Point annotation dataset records
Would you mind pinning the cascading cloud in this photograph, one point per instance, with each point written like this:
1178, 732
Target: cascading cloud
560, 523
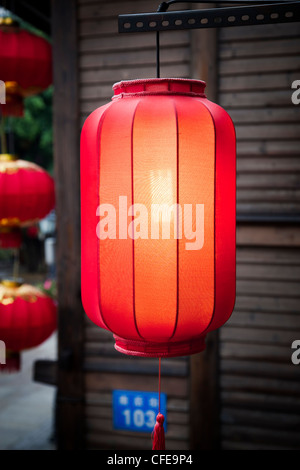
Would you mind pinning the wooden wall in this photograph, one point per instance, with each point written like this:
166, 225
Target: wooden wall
105, 57
258, 384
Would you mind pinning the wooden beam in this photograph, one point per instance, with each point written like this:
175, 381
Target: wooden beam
70, 386
204, 414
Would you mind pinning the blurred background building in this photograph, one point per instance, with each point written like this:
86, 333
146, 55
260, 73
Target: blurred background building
243, 391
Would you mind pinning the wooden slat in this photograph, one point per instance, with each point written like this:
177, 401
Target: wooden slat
276, 438
105, 426
110, 76
176, 387
260, 369
70, 391
256, 33
134, 365
287, 236
127, 42
273, 386
254, 99
124, 442
278, 165
267, 304
260, 401
260, 65
259, 81
257, 336
262, 147
133, 58
264, 320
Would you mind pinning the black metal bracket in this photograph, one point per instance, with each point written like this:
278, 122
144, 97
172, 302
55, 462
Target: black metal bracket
271, 13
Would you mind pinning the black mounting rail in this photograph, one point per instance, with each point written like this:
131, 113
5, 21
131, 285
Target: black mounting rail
271, 13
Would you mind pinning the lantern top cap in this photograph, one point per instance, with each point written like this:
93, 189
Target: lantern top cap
159, 86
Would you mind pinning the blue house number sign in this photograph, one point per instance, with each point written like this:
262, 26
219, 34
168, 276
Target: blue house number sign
136, 411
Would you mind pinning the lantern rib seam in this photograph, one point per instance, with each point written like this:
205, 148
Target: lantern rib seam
98, 140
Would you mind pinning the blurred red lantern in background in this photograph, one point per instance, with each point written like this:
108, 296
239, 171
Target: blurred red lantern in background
25, 58
27, 319
26, 192
160, 144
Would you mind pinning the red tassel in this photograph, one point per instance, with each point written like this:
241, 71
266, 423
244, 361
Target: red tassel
158, 434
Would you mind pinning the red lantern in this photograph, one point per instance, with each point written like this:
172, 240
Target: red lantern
158, 216
27, 318
26, 192
25, 58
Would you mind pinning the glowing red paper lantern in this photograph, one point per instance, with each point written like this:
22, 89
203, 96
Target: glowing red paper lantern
10, 237
25, 58
158, 216
26, 192
27, 319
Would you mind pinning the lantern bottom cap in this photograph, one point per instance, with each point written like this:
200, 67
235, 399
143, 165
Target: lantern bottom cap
152, 349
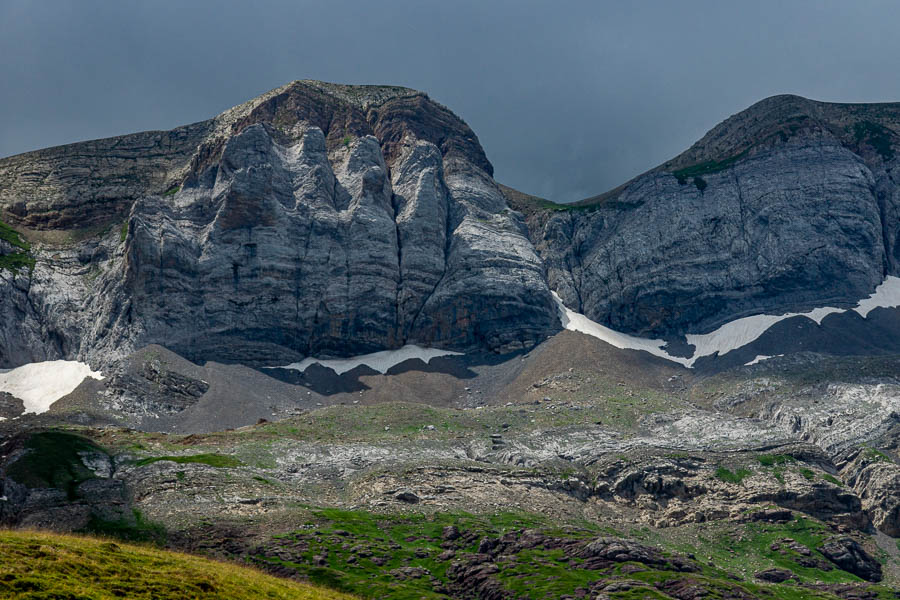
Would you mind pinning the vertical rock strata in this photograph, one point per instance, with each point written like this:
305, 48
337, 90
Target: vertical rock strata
785, 207
317, 220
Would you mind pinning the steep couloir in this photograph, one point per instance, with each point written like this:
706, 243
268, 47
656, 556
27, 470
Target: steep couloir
789, 205
317, 219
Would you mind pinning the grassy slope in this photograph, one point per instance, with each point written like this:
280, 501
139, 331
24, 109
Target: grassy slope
414, 540
45, 565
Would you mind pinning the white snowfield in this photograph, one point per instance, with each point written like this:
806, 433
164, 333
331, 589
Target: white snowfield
41, 384
379, 361
760, 358
730, 336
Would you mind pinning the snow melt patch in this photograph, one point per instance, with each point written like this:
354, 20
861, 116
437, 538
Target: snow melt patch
379, 361
887, 295
39, 385
759, 358
574, 321
730, 336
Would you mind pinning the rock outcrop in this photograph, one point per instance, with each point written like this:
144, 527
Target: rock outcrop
785, 207
315, 220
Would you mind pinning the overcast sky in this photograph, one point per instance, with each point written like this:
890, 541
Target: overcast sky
568, 99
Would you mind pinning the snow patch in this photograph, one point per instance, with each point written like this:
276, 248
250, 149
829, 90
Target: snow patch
574, 321
39, 385
730, 336
759, 358
886, 295
379, 361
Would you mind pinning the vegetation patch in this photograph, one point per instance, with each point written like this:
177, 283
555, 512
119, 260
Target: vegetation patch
833, 479
11, 236
397, 556
873, 455
14, 261
729, 476
877, 136
706, 168
770, 460
135, 529
41, 565
52, 460
809, 474
221, 461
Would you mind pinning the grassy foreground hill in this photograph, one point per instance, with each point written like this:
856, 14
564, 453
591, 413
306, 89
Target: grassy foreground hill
40, 565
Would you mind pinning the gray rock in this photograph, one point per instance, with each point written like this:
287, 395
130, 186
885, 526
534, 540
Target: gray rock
848, 555
783, 207
266, 235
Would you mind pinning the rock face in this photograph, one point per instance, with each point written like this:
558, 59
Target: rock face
315, 220
786, 206
322, 219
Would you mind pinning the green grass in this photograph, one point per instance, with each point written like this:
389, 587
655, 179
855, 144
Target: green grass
770, 460
832, 479
745, 549
875, 135
51, 459
414, 540
134, 529
706, 168
16, 261
11, 236
221, 461
873, 455
38, 565
729, 476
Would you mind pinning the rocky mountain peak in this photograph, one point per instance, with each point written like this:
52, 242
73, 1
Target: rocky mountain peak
778, 119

* **Given instruction**: Copy the material above in full and exactly, skipping pictures.

* **Right answer**:
Would you mind pinning the cascading cloud in this photograph, one point per instance, with each point written like this:
1178, 732
Target: cascading cloud
560, 523
Would you mind pinning the wooden wall in this photograph, one point per instance, with each point written like this:
166, 225
Target: wooden wall
105, 57
258, 384
Would you mind pinning the wooden beam in this photograph, one point per instance, with each point written like this:
175, 381
Target: wooden beam
70, 386
204, 414
Would you mind pinning the blurred background building in this photograph, one point per instance, with each point written like this:
86, 333
146, 55
260, 73
Target: blurred background building
243, 391
Would you mind pinning the wooden slat in this photograph, one point per instance, with each point written like this:
177, 401
Target: wooden slat
276, 438
105, 426
110, 76
176, 387
260, 369
70, 391
256, 33
134, 365
287, 236
127, 42
273, 386
254, 99
124, 442
278, 165
267, 304
260, 401
260, 65
259, 81
257, 336
262, 147
133, 58
264, 320
Would you mind pinning the black metal bracket in this photograph, one point per instance, with each point written like this:
278, 122
144, 97
172, 302
55, 462
Target: black metal bracket
271, 13
Would you mind pinning the black mounting rail in this photograph, one point per instance, with each point written like this:
131, 113
5, 21
131, 285
Target: black mounting rail
271, 13
Would you mind pinning the lantern top cap in this photograph, one point per instance, with each point written like this:
93, 189
Target: lantern top cap
159, 86
Would you mind pinning the blue house number sign in this photograph, one point per instance, with each point written like this:
262, 26
219, 34
168, 276
Target: blue house number sign
136, 411
Would you mind pinning the lantern rib seam in this photograph, one point per instance, with each point written like this:
205, 148
Target: lantern rib seam
98, 140
Would you mind pinning the blurred red lantern in background in this photograph, one point per instance, with each point written like this:
108, 296
239, 171
Target: blurred red lantern in background
25, 58
27, 319
26, 192
160, 144
Would you mind pinning the red tassel in this photograph, one point per instance, with each point written like this:
241, 71
266, 423
244, 361
Target: red tassel
158, 434
Would you mind pinning the red lantern in this photograph, one point per instance, with each point written like this:
172, 240
Target: red lantern
158, 216
27, 318
26, 192
25, 58
Would you mind pinning the glowing red paper lantern in this photograph, one point per instance, with each point written like this:
22, 89
203, 96
Target: glowing red paper lantern
10, 237
25, 58
158, 216
26, 192
27, 319
Would you mind pinning the lantern bottom cap in this photograph, one point per instance, with each point written like this:
200, 67
235, 399
143, 165
Target: lantern bottom cap
152, 349
Would you mind pinning the vertical rock strata in this photograph, one point per instance, with each point written like this:
305, 48
337, 90
Target: vertical rock strata
785, 207
317, 220
Would you mind pinning the steep couloir in this photograph, one point per instance, with each point written like this:
706, 243
268, 47
656, 556
27, 470
Target: steep couloir
789, 205
317, 219
Would you mind pinning the grassy slope in this photograph, one point per instance, with each point written like this:
280, 501
139, 331
24, 109
Target: grassy slope
414, 540
45, 565
Would you mind pinning the white snowfield in this photograph, one point per instance, with each point written like this:
806, 433
164, 333
331, 589
Target: white snowfield
41, 384
379, 361
760, 358
730, 336
Would you mind pinning the snow melt patch in this photograph, one point per instance, with each point written like this:
354, 20
861, 116
437, 538
Target: snow melt patch
379, 361
887, 295
39, 385
759, 358
574, 321
730, 336
Would you mind pinning the rock outcrop in this photograph, one point per instance, with each point written like this:
144, 527
Target: rock outcrop
785, 207
315, 220
Would you mind pinning the overcast sky in this photograph, one point per instance, with each point written like this:
890, 541
Target: overcast sky
568, 99
Would you mind pinning the snow patch in this photograph, one point per instance, with each point written like this:
276, 248
250, 149
829, 90
Target: snow patch
574, 321
39, 385
730, 336
759, 358
886, 295
379, 361
Would you mind pinning the vegetation patch in this photograph, one point per instance, with each point written like this:
177, 283
555, 512
119, 260
Target: vegetation patch
833, 479
11, 236
397, 556
873, 455
14, 261
729, 476
877, 136
706, 168
770, 460
135, 529
41, 565
52, 460
809, 474
221, 461
Would you mind pinning the grassy foreground hill in this photograph, one point per instance, with each point written like this:
856, 14
564, 453
591, 413
306, 89
Target: grassy foreground hill
40, 565
Would you mind pinning the gray rock in this photograph, one point per instance, with each point written like this:
287, 395
130, 186
885, 526
534, 540
Target: gray rock
848, 555
783, 207
266, 235
Would you mind pinning the rock face in this photograph, one point per instance, with each point written like this:
558, 59
Target: rock face
315, 220
786, 206
322, 219
Would you mind pinning the green grass in this photograph, one point per instance, with each point written like this:
389, 587
655, 179
855, 144
Target: green grass
770, 460
832, 479
745, 549
875, 135
51, 459
414, 540
134, 529
706, 168
16, 261
11, 236
221, 461
873, 455
38, 565
729, 476
Would you mind pinning the rocky mountain peak in this photograph, one point per instance, with each point written like this:
52, 242
73, 1
Target: rocky mountain peak
778, 119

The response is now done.